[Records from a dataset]

++++++++++++++++++++

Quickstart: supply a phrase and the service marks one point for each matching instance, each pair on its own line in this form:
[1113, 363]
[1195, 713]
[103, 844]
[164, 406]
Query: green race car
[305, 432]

++++++++++++++++++++

Please format every line of the rows above as a Markdown table with the columns Row and Line. Number the lines in order from 1 and leave out any blank ones.

_Solution for this task_.
| Row | Line |
|---|---|
| 1 | Quickstart: supply a phrase and the service marks one point for each matching instance, each pair on its own line in this form: |
| 2 | [1113, 363] |
| 3 | [1195, 713] |
| 4 | [103, 844] |
| 5 | [164, 406] |
| 6 | Query: green race car |
| 7 | [305, 432] |